## Try it
Return all of the data exactly as given.

## Source data
────────────────────────────────────────

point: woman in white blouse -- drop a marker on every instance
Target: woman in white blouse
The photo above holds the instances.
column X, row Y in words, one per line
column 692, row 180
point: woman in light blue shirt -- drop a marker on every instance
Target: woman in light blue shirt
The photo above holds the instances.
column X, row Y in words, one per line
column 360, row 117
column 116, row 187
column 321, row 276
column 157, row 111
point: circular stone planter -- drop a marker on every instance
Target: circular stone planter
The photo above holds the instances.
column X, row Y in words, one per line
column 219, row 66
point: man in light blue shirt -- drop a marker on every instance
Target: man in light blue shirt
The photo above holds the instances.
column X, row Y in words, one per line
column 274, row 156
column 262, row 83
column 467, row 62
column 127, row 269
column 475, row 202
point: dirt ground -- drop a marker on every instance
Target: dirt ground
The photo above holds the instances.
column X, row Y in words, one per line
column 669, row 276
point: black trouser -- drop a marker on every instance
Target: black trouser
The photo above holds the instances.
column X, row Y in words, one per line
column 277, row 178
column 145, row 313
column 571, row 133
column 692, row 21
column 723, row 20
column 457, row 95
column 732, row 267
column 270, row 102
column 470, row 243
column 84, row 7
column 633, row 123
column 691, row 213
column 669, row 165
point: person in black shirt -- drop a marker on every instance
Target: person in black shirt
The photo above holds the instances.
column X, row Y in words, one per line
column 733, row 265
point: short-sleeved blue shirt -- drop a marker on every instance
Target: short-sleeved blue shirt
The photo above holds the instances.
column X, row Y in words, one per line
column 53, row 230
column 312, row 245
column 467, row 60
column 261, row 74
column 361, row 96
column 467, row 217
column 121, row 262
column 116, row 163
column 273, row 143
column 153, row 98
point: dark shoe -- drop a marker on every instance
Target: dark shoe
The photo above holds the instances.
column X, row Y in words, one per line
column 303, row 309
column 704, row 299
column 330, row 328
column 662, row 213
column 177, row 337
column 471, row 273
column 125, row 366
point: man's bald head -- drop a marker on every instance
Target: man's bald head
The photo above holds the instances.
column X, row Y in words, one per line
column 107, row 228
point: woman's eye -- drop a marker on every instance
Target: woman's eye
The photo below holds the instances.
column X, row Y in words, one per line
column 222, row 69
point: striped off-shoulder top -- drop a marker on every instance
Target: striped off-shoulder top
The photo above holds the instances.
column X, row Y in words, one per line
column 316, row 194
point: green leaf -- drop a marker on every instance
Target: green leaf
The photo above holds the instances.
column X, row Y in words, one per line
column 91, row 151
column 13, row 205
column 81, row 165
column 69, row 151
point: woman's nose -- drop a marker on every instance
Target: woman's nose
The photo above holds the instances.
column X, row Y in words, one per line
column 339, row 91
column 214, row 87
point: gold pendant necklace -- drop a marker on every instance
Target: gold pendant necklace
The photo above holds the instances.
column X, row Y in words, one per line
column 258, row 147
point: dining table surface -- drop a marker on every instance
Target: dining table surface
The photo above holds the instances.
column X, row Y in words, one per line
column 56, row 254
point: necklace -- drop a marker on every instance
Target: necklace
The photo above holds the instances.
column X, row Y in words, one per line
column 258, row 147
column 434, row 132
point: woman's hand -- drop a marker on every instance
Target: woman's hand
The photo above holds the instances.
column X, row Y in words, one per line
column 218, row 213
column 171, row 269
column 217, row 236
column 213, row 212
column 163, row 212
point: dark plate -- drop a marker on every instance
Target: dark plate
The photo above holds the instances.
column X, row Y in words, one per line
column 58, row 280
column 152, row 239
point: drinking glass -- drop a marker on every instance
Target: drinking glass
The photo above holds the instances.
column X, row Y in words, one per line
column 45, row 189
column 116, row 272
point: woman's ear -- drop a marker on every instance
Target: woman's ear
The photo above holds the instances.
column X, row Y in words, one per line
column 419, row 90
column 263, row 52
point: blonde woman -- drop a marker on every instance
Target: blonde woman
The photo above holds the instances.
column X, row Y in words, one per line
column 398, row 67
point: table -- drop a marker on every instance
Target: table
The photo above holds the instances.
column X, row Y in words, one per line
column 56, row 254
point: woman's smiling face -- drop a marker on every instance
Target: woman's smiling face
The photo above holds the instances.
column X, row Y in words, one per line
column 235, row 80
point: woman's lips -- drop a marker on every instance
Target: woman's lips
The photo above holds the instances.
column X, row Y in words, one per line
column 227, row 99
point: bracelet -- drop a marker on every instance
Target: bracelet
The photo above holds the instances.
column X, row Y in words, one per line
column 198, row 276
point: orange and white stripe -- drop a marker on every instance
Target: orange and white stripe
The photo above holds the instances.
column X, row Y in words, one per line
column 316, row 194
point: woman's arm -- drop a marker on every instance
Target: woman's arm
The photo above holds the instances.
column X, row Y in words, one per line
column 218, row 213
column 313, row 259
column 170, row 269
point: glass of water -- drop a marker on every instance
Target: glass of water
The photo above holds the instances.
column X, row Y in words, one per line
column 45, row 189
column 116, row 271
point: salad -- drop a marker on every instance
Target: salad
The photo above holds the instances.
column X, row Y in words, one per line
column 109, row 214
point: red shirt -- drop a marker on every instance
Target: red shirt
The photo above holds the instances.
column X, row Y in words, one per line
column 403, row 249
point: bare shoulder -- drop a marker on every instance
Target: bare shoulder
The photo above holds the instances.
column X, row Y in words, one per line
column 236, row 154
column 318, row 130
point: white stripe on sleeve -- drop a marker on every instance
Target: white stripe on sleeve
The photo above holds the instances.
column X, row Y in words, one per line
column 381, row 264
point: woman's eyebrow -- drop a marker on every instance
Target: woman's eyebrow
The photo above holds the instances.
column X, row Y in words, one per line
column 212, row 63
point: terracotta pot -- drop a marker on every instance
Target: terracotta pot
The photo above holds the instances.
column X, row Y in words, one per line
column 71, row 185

────────────────────────────────────────

## Result
point: woman in white blouse -- drop a marker on every instance
Target: woman in white blouse
The photo above holds the instances.
column X, row Y in words, one per line
column 692, row 180
point: woman in light blue shirt -- drop a marker on every instance
Target: woman in light blue shirt
The photo above holds the instances.
column X, row Y in words, one per line
column 360, row 117
column 116, row 187
column 321, row 276
column 157, row 111
point: circular stone planter -- drop a marker on every instance
Target: circular stone planter
The photo above holds the instances.
column X, row Y in words, one per line
column 219, row 66
point: man in light blue shirt -- drop a marker on every instance
Target: man in light blue shirt
The photo above holds the instances.
column X, row Y in words, one per line
column 274, row 156
column 262, row 83
column 467, row 62
column 127, row 269
column 475, row 202
point: dirt ground -- drop a marker on every instance
Target: dirt ground
The photo above holds the instances.
column X, row Y in words, one per line
column 669, row 276
point: black trouser -- drop a marker on every instance
Target: black trouser
The photo above holds the instances.
column X, row Y in words, one per line
column 277, row 178
column 145, row 313
column 571, row 133
column 692, row 21
column 723, row 20
column 457, row 95
column 732, row 267
column 270, row 102
column 470, row 243
column 84, row 7
column 633, row 123
column 691, row 213
column 669, row 165
point: person in black shirt -- drop a marker on every instance
Target: person in black shirt
The photo above holds the instances.
column X, row Y in words, one per line
column 733, row 265
point: short-sleeved blue shirt -- drop a marker on every instance
Target: short-sleeved blue shirt
The photo above holds the instances.
column X, row Y in words, one per line
column 53, row 230
column 312, row 245
column 467, row 60
column 261, row 74
column 361, row 96
column 467, row 217
column 121, row 262
column 116, row 163
column 273, row 143
column 153, row 98
point: dark shoe -- drop a marker on every instance
Target: dark shoe
The photo above holds the instances.
column X, row Y in words, one per line
column 303, row 309
column 704, row 299
column 330, row 328
column 662, row 213
column 177, row 337
column 471, row 273
column 125, row 366
point: man's bald head -- drop a marker on every instance
Target: man's bald head
The photo above holds the instances.
column X, row Y in words, one per line
column 107, row 228
point: woman's eye -- drop a marker on every instance
Target: woman's eye
The photo below holds the instances.
column X, row Y in words, one per line
column 222, row 69
point: striped off-shoulder top -- drop a marker on every instance
Target: striped off-shoulder top
The photo above holds the instances.
column X, row Y in words, one per line
column 316, row 194
point: green leaf -- drop a marker on every instance
Target: green leaf
The photo above holds the instances.
column X, row Y in words, one per line
column 91, row 151
column 13, row 205
column 81, row 165
column 69, row 151
point: woman's nose -- drop a marker on every instance
Target: woman's nose
The photo above holds the instances.
column X, row Y in words, one per line
column 339, row 91
column 214, row 87
point: gold pendant necklace -- drop a marker on every instance
Target: gold pendant necklace
The photo above holds the instances.
column X, row Y in words, one per line
column 258, row 147
point: dining table surface -- drop a marker on every instance
Target: dining table surface
The photo above holds the instances.
column X, row Y in words, one per line
column 56, row 254
point: necklace -- drop a marker on every instance
Target: necklace
The photo above holds the instances.
column X, row Y in words, one per line
column 258, row 147
column 434, row 132
point: woman's hand -- drop a marker on every instance
Target: woman's hand
The photo above holds the instances.
column X, row Y in words, one per line
column 218, row 213
column 171, row 269
column 217, row 236
column 213, row 212
column 163, row 212
point: dark plate -- drop a marker on every instance
Target: dark plate
The photo above holds the instances.
column X, row Y in words, one per line
column 58, row 280
column 152, row 239
point: drinking glass -- drop a marker on every instance
Target: drinking glass
The photo above holds the instances.
column X, row Y in words, one per line
column 45, row 189
column 116, row 272
point: woman's ear -- drop a marker on every instance
Target: woman's ear
The photo above holds the instances.
column X, row Y in words, one per line
column 419, row 90
column 263, row 52
point: blonde woman -- drop a marker on every instance
Target: blonde woman
The photo above holds the instances.
column X, row Y in words, one per line
column 398, row 67
point: table -- drop a marker on every instance
Target: table
The photo above holds the instances.
column X, row Y in words, one per line
column 56, row 254
point: woman's smiling face -- drop a marker on every instance
Target: woman's smiling face
The photo above holds the instances.
column X, row Y in words, one per line
column 235, row 80
point: woman's lips -- drop a marker on every instance
Target: woman's lips
The photo above holds the instances.
column X, row Y in words, one per line
column 227, row 99
point: bracelet -- drop a marker on every instance
Target: bracelet
The photo above holds the instances.
column X, row Y in words, one per line
column 198, row 276
point: orange and white stripe -- drop a marker on every instance
Target: orange and white stripe
The photo above holds the instances.
column X, row Y in words, one per line
column 316, row 194
point: woman's arm -- drop a marker on every instance
Target: woman's arm
The photo above holds the instances.
column X, row Y in words, one per line
column 218, row 213
column 313, row 259
column 170, row 269
point: glass of water -- drop a marker on every instance
Target: glass of water
The photo above holds the instances.
column X, row Y in words, one per line
column 45, row 189
column 116, row 271
point: salad -- drop a marker on every instance
Target: salad
The photo above holds the instances.
column X, row Y in words, one per line
column 109, row 214
point: red shirt -- drop a marker on every instance
Target: red shirt
The photo above holds the instances.
column X, row Y in words, one per line
column 403, row 249
point: bare shoulder -- drop a marker on every instance
Target: bare shoulder
The photo above holds the instances.
column X, row Y in words, one per line
column 236, row 154
column 318, row 130
point: white stripe on sleeve -- drop a marker on every instance
Target: white stripe on sleeve
The photo above holds the instances.
column X, row Y in words, one per line
column 381, row 264
point: woman's eyebrow -- drop a marker on every instance
Target: woman's eyebrow
The photo above holds the instances.
column X, row Y in words, one per line
column 212, row 63
point: terracotta pot -- drop a marker on every instance
Target: terracotta pot
The photo above holds the instances.
column X, row Y in words, one per line
column 71, row 185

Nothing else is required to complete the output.